**Exercise**
Please write out the listing word for word, from its start through the line containing "column 243, row 58", with both ends included and the pictures left out.

══ Records for the exercise

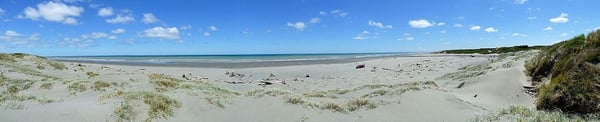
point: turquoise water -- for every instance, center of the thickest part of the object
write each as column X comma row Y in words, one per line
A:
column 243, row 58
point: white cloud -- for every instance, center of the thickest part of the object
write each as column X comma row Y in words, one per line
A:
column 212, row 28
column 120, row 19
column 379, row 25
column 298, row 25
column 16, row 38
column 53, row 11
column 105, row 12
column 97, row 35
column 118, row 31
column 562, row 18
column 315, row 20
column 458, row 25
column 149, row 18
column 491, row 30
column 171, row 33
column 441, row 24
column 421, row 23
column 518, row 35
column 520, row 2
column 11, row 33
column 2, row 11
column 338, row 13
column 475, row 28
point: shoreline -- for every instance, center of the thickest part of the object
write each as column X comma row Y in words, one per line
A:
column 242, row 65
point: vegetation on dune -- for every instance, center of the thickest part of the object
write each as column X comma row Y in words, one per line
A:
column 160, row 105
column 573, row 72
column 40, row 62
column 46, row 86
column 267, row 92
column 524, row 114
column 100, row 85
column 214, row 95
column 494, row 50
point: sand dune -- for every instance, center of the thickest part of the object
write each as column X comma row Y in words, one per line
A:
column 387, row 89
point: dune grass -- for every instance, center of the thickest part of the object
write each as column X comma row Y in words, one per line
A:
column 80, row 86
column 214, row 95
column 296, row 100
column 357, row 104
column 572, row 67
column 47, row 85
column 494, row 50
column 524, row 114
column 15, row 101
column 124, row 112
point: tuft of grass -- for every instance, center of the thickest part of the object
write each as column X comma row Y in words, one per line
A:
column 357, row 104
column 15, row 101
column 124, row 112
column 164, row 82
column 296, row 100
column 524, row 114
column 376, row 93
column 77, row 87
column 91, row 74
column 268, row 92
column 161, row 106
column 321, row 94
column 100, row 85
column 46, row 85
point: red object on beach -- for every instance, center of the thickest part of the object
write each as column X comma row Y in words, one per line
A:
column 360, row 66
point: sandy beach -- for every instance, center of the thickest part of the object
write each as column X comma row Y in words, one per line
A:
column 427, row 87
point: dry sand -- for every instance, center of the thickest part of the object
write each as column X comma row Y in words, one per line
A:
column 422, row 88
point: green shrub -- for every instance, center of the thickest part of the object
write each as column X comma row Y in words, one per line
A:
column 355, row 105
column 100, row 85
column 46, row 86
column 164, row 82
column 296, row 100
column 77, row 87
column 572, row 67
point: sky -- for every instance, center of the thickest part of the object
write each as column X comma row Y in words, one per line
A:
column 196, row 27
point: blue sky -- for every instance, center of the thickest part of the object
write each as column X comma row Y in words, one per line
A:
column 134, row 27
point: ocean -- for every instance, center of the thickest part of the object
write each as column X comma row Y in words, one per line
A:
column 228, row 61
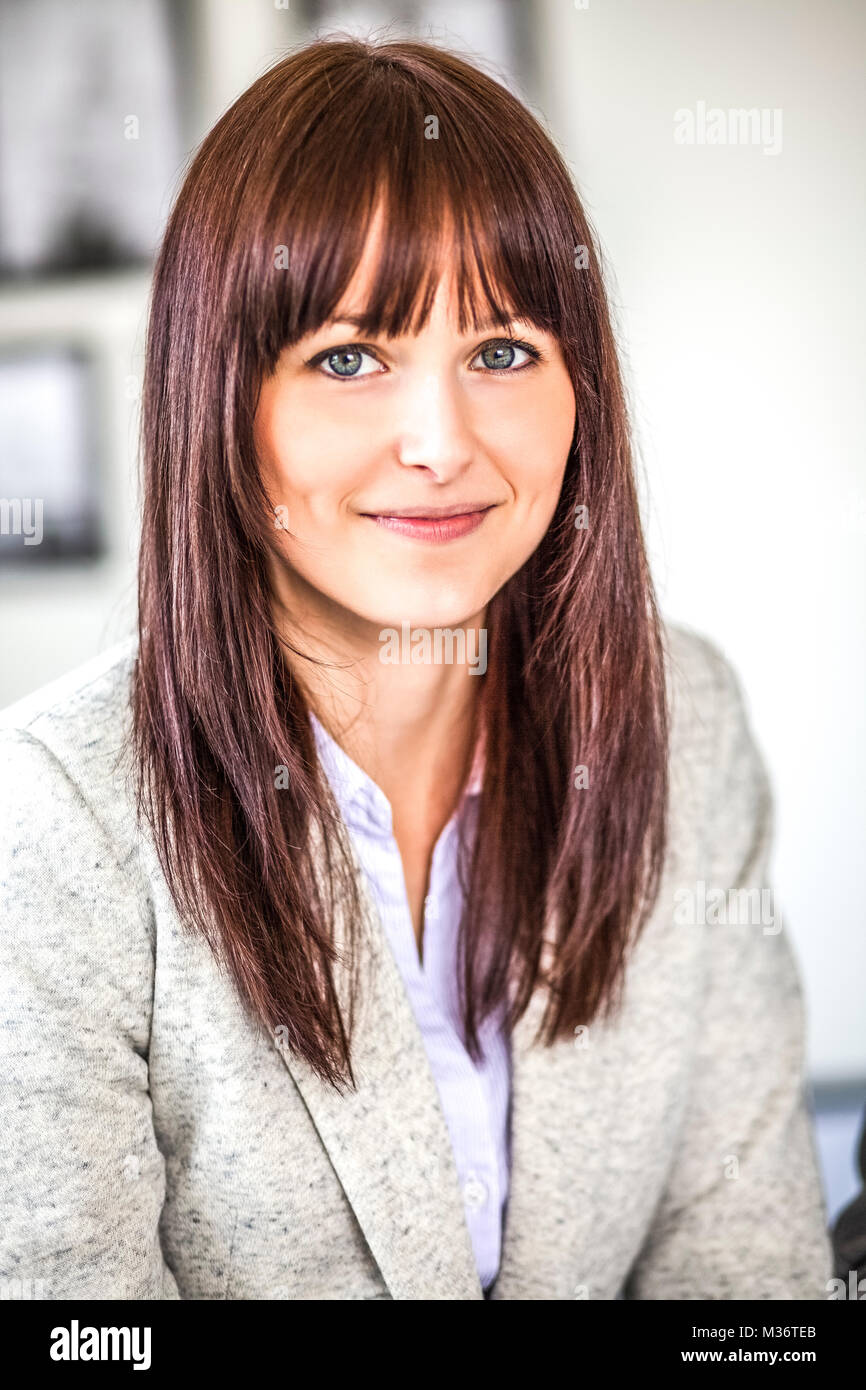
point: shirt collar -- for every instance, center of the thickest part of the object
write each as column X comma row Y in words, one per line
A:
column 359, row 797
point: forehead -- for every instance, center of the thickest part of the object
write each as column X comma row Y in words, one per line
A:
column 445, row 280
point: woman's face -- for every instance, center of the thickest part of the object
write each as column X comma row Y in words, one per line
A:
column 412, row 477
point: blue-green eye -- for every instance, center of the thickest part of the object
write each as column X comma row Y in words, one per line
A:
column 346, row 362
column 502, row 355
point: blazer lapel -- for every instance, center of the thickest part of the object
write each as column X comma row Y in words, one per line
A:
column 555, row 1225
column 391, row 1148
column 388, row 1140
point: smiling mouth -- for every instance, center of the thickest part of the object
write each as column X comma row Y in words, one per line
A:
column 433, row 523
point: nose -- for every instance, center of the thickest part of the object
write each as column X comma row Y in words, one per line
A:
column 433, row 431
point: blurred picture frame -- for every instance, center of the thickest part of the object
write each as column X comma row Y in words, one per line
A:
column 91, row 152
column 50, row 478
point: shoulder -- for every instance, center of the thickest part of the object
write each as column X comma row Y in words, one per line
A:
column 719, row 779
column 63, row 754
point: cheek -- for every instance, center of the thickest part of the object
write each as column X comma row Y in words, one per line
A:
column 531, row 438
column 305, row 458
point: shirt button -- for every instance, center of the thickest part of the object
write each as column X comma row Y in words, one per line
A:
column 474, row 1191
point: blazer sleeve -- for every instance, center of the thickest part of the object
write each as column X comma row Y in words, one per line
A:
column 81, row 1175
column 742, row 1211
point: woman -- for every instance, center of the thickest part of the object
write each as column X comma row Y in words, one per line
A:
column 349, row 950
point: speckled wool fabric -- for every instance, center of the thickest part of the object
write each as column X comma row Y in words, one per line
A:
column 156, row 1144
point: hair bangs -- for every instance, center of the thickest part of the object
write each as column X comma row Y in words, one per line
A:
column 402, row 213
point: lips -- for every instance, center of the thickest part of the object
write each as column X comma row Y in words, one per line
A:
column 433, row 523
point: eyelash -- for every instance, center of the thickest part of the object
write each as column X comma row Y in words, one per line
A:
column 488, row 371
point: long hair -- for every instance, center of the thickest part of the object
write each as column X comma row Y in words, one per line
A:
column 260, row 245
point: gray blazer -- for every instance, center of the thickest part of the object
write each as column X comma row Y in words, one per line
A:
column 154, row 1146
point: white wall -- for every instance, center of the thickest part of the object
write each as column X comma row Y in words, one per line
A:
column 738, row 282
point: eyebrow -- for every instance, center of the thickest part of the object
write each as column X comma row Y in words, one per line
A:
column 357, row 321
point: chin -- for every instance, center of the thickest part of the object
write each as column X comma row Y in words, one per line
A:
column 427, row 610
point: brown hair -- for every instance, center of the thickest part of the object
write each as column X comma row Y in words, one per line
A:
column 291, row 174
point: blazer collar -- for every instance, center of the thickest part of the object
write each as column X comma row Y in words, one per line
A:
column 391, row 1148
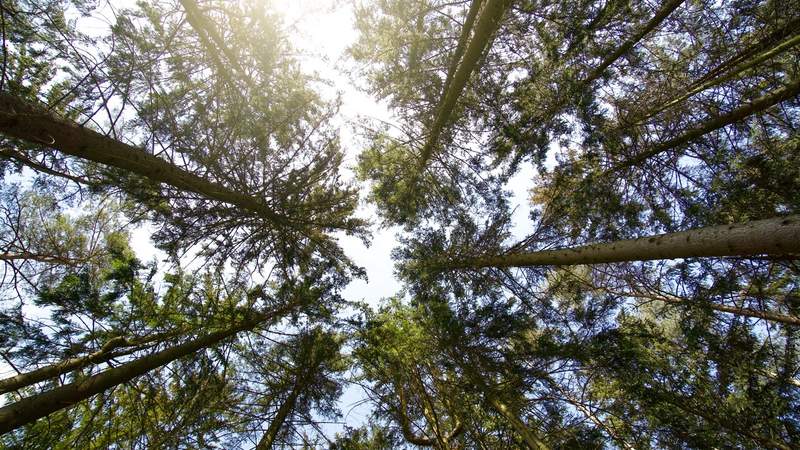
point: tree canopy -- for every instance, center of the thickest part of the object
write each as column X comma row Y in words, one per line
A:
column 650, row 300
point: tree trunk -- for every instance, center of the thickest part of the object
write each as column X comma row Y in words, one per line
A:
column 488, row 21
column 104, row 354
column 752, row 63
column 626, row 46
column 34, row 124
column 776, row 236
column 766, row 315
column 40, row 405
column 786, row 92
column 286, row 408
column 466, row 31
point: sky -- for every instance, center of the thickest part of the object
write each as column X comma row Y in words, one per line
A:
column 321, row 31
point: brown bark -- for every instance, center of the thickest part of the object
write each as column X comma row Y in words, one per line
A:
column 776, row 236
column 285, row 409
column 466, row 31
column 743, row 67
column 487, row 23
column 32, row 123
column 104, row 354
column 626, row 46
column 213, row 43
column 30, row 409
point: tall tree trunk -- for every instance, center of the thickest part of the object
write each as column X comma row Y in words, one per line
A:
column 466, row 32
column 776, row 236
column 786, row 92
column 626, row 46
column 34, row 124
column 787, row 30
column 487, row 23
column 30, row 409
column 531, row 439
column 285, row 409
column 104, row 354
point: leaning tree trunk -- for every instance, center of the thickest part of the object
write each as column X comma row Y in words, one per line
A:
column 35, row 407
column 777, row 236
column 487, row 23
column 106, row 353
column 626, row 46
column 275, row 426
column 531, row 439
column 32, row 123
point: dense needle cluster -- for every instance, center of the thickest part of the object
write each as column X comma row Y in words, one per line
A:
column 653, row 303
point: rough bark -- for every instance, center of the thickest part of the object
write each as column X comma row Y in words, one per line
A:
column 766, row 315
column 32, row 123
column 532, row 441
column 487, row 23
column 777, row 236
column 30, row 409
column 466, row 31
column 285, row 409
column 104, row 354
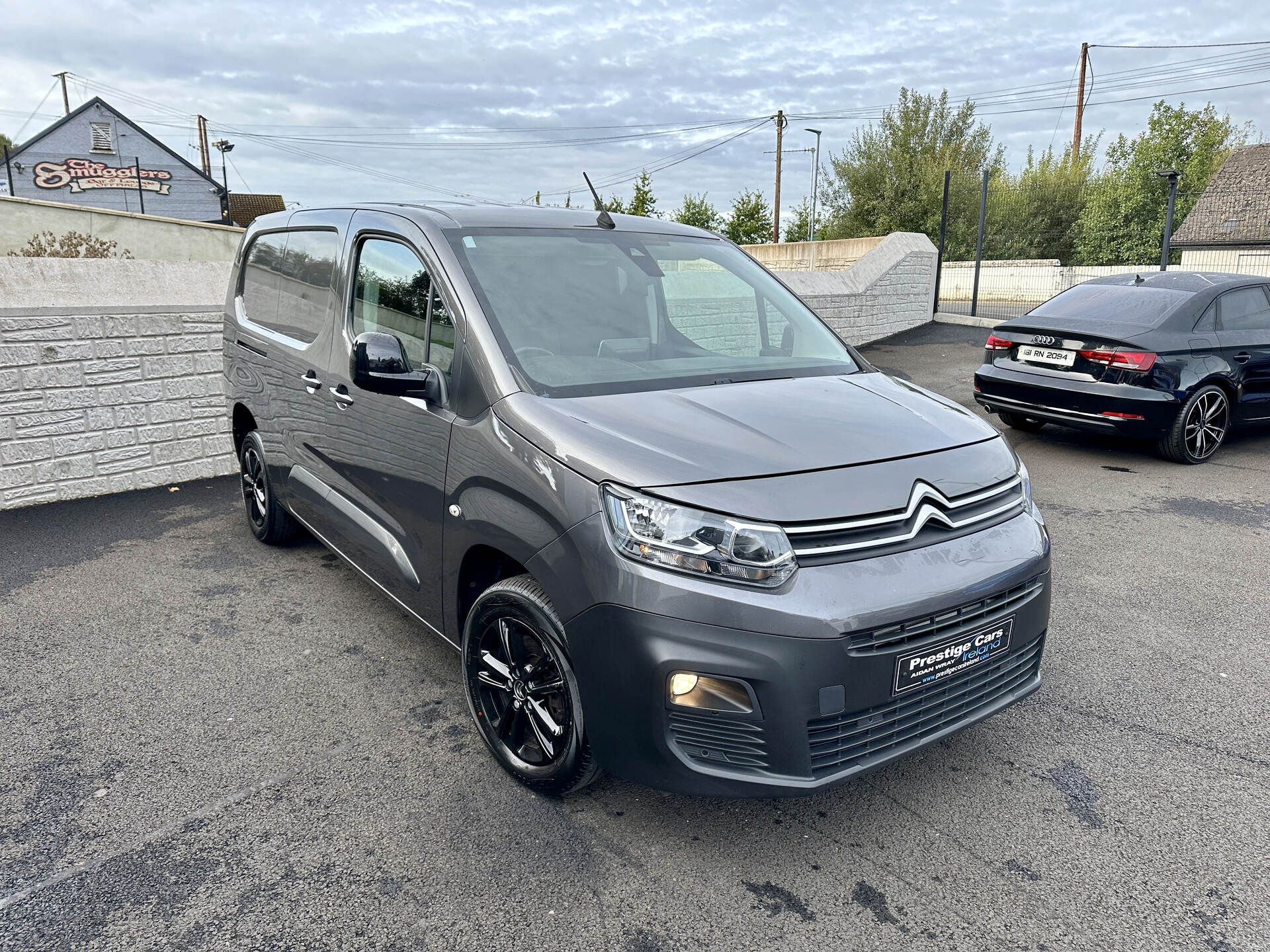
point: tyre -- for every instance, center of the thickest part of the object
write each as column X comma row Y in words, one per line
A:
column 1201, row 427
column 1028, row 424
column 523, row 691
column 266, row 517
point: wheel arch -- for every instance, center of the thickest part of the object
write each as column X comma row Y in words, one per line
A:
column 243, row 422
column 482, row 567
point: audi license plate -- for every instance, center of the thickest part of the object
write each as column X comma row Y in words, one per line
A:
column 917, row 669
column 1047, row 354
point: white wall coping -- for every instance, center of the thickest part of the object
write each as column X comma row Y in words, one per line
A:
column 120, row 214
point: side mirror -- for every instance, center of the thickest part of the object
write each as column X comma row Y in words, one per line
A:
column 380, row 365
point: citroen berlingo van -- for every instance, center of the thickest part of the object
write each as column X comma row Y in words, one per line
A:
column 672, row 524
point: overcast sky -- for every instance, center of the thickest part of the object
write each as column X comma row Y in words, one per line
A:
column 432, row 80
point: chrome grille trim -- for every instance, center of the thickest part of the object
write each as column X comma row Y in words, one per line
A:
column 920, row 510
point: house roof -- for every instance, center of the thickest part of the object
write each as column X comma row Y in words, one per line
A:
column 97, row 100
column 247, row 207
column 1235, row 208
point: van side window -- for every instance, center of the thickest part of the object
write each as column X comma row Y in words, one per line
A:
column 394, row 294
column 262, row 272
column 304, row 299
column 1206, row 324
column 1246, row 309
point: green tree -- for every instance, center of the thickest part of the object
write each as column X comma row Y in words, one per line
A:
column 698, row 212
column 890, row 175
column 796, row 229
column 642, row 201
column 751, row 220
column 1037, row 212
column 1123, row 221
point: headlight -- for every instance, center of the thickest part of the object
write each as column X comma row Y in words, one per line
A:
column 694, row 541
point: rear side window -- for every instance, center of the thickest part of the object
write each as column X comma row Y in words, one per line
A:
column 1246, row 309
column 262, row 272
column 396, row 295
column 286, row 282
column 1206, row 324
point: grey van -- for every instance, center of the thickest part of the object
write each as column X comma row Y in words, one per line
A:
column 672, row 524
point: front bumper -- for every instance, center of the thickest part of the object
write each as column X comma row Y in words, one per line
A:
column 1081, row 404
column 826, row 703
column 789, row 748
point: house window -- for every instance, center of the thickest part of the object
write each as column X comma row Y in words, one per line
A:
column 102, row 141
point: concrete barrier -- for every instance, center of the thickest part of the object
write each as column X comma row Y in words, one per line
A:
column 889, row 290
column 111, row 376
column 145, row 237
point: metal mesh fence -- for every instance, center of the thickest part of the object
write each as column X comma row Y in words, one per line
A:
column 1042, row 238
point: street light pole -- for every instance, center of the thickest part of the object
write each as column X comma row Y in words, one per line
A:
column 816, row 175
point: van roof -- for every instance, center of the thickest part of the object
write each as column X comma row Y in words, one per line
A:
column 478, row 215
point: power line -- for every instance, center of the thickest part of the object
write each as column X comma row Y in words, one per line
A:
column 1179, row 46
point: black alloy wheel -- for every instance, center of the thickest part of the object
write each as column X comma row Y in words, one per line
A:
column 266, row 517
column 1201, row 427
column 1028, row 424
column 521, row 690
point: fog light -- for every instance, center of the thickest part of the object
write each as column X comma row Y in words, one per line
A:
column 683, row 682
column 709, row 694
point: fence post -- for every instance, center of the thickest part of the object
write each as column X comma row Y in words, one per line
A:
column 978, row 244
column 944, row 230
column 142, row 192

════

**Correct answer**
point: turquoise water -- for every instance, center of the thickest part of the object
write each as column X comma row Y in words, one per line
A:
column 243, row 58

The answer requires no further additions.